[Exercise prompt] Output the entire listing that follows verbatim.
======== Extracted entries ========
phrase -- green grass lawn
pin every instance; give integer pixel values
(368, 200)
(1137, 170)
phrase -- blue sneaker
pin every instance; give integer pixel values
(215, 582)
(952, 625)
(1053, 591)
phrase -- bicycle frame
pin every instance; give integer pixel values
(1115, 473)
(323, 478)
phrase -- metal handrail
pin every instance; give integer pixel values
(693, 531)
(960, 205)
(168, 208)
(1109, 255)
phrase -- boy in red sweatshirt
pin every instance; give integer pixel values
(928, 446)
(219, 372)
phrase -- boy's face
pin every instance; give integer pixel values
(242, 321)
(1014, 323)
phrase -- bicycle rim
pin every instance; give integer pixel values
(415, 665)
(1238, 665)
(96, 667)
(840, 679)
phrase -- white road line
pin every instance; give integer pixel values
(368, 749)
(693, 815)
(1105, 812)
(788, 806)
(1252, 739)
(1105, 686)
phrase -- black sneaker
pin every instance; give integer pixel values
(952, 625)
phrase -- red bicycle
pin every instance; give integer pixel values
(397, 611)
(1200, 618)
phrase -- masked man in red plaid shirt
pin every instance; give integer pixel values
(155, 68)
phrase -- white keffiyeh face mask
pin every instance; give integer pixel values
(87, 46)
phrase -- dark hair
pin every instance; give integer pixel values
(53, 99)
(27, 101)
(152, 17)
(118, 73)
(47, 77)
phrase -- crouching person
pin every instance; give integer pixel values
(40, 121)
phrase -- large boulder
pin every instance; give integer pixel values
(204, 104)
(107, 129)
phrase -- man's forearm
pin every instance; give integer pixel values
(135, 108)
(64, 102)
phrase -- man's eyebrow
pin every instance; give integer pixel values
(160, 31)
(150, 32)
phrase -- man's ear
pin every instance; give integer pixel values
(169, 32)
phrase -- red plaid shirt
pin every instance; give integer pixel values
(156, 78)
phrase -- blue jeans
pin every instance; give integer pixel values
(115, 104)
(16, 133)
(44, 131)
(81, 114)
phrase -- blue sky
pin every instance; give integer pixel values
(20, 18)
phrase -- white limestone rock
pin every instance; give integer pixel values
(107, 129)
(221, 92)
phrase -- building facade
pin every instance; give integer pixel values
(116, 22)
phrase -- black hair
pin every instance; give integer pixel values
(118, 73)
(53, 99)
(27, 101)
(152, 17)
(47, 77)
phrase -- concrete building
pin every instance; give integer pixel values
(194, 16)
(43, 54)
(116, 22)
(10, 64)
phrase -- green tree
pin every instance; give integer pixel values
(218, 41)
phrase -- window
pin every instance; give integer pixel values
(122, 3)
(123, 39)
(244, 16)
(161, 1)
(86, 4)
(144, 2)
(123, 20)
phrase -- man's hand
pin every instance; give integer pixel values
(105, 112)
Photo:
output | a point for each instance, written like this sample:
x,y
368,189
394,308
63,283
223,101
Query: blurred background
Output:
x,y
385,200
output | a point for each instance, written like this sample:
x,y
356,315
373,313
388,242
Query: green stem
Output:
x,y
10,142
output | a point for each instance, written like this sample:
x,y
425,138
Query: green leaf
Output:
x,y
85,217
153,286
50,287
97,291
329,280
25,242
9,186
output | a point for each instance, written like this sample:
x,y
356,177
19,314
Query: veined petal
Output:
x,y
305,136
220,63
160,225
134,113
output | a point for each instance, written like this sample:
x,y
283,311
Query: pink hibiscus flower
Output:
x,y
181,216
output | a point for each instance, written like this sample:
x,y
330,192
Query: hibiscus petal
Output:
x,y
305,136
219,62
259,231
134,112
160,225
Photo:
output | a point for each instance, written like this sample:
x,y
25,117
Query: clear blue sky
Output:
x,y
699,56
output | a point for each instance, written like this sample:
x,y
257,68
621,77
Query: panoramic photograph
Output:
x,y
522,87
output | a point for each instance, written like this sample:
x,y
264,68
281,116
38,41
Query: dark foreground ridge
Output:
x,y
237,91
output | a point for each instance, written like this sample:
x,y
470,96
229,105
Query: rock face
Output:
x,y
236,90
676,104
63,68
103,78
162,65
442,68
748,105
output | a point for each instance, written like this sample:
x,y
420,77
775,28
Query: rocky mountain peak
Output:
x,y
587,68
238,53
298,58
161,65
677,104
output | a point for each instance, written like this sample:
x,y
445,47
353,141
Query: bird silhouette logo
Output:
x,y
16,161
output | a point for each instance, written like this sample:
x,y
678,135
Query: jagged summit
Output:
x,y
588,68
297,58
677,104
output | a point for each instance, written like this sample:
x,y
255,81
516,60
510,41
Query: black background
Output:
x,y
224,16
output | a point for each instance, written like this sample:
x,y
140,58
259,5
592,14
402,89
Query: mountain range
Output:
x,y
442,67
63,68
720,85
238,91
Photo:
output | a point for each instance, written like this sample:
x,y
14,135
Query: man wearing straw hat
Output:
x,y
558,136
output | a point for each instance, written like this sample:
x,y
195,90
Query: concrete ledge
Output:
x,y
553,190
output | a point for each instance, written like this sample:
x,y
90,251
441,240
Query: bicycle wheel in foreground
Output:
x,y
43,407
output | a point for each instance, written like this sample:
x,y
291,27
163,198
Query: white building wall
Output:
========
[Your solution]
phrase -- green grass lawn
pin every instance; give integer pixel values
(368, 200)
(1137, 170)
phrase -- blue sneaker
pin every instance; give integer pixel values
(215, 582)
(952, 625)
(1053, 591)
phrase -- bicycle frame
pin every instance; give integer pixel values
(1115, 473)
(323, 478)
phrase -- metal handrail
pin every instance; give integer pixel values
(693, 531)
(960, 205)
(168, 208)
(1109, 255)
phrase -- boy in red sweatshirt
pin every instance; give integer pixel values
(928, 446)
(219, 372)
phrase -- boy's face
pin every instance; give integer pixel values
(242, 321)
(1014, 323)
phrase -- bicycle rim
pin every instance; give integer pixel values
(415, 665)
(1238, 665)
(96, 667)
(840, 679)
phrase -- white road line
pin every instance; give integer pixel values
(368, 749)
(693, 815)
(1105, 812)
(788, 806)
(1252, 739)
(1105, 686)
phrase -- black sneaker
pin every instance; give integer pixel values
(952, 625)
phrase -- red bicycle
pin every instance; give integer pixel values
(397, 611)
(1200, 618)
phrase -- masked man in red plaid shirt
pin every instance; give integer pixel values
(155, 68)
phrase -- white keffiyeh face mask
pin every instance; give integer pixel values
(87, 46)
phrase -- dark hair
pin every instance; give integer pixel values
(53, 99)
(27, 101)
(152, 17)
(118, 73)
(47, 77)
phrase -- crouching person
pin every instance; give integer pixel values
(40, 121)
phrase -- large boulder
pin every instance; give integer pixel values
(204, 104)
(107, 129)
phrase -- man's forearm
pin every instance; give integer pixel values
(135, 108)
(64, 102)
phrase -- man's eyebrow
pin every instance; give integer pixel values
(160, 31)
(150, 32)
phrase -- man's ear
pin every instance; give integer pixel values
(169, 32)
phrase -- red plaid shirt
pin every instance; give integer pixel values
(156, 78)
phrase -- blue jeans
pin every instance; give integer pixel values
(115, 104)
(16, 133)
(44, 131)
(81, 114)
phrase -- blue sky
pin every instance; give integer pixel values
(20, 18)
phrase -- white limestone rock
pin every instance; give integer pixel values
(107, 129)
(221, 92)
phrase -- building facade
pin every instance; give integer pixel values
(116, 22)
phrase -- black hair
pin every instance; give integer pixel values
(118, 73)
(53, 99)
(27, 101)
(152, 17)
(47, 77)
phrase -- concrete building
pin every instance; give integer pixel values
(194, 16)
(43, 54)
(116, 22)
(10, 64)
phrase -- green tree
pin every instance; give integer pixel values
(218, 41)
phrase -- window
pin every instance; give integer pixel values
(122, 3)
(123, 39)
(244, 16)
(161, 1)
(86, 4)
(144, 2)
(123, 20)
phrase -- man's hand
pin every instance; give integer pixel values
(105, 112)
Photo:
output | a point for each instance, written like this sample:
x,y
368,189
394,308
63,283
223,101
Query: blurred background
Output:
x,y
385,200
output | a point for each instance, written like this sample:
x,y
356,315
373,313
388,242
Query: green stem
Output:
x,y
10,142
output | a point for each instance, written like this sample:
x,y
425,138
Query: green leaf
Output:
x,y
85,217
153,286
50,287
97,291
329,280
25,242
9,186
output | a point for each instance, written like this sample:
x,y
356,177
19,314
Query: veined petal
Output:
x,y
305,136
220,63
160,225
134,113
output | a point for each instance, written like this sample:
x,y
283,311
Query: pink hibiscus flower
Output:
x,y
181,216
output | a point for each instance, written like this sample:
x,y
330,192
Query: hibiscus petal
Output:
x,y
305,136
219,62
259,231
134,112
160,225
Photo:
output | a point for each instance, written like this sample:
x,y
25,117
Query: clear blue sky
Output:
x,y
699,56
output | a point for each instance, written like this sample:
x,y
257,68
621,77
Query: panoramic photograph
Output:
x,y
522,87
output | a point for each instance, written like this sample:
x,y
264,68
281,116
38,41
Query: dark foreground ridge
Output:
x,y
237,91
output | a point for each instance, written like this sample:
x,y
470,96
229,105
Query: rock face
Output:
x,y
236,90
676,104
63,68
103,78
162,65
442,68
748,105
output | a point for each instance, written like this sample:
x,y
420,77
775,28
Query: rocky mountain peak
Output:
x,y
587,68
238,53
298,58
161,65
677,104
output | a point for each instance, written like this sample:
x,y
445,47
353,141
Query: bird silhouette logo
Output:
x,y
16,161
output | a point for each instance, written like this sample:
x,y
678,135
Query: jagged summit
Output:
x,y
588,68
297,58
677,104
output | a point for each instance, written like this sample:
x,y
255,81
516,60
510,41
Query: black background
Output:
x,y
224,16
output | a point for each instance, written like this sample:
x,y
140,58
259,5
592,14
402,89
Query: mountain range
Output:
x,y
442,67
63,68
720,85
238,91
Photo:
output | a point for each instance, written like this sample:
x,y
14,135
Query: man wearing straw hat
Output:
x,y
558,136
output | a point for each instance, written like this sample:
x,y
195,90
Query: concrete ledge
Output:
x,y
553,190
output | a point for each instance, written like this sample:
x,y
90,251
441,240
Query: bicycle wheel in foreground
Output:
x,y
43,407
output | a point for each instance, written like this sample:
x,y
291,27
163,198
Query: white building wall
Output:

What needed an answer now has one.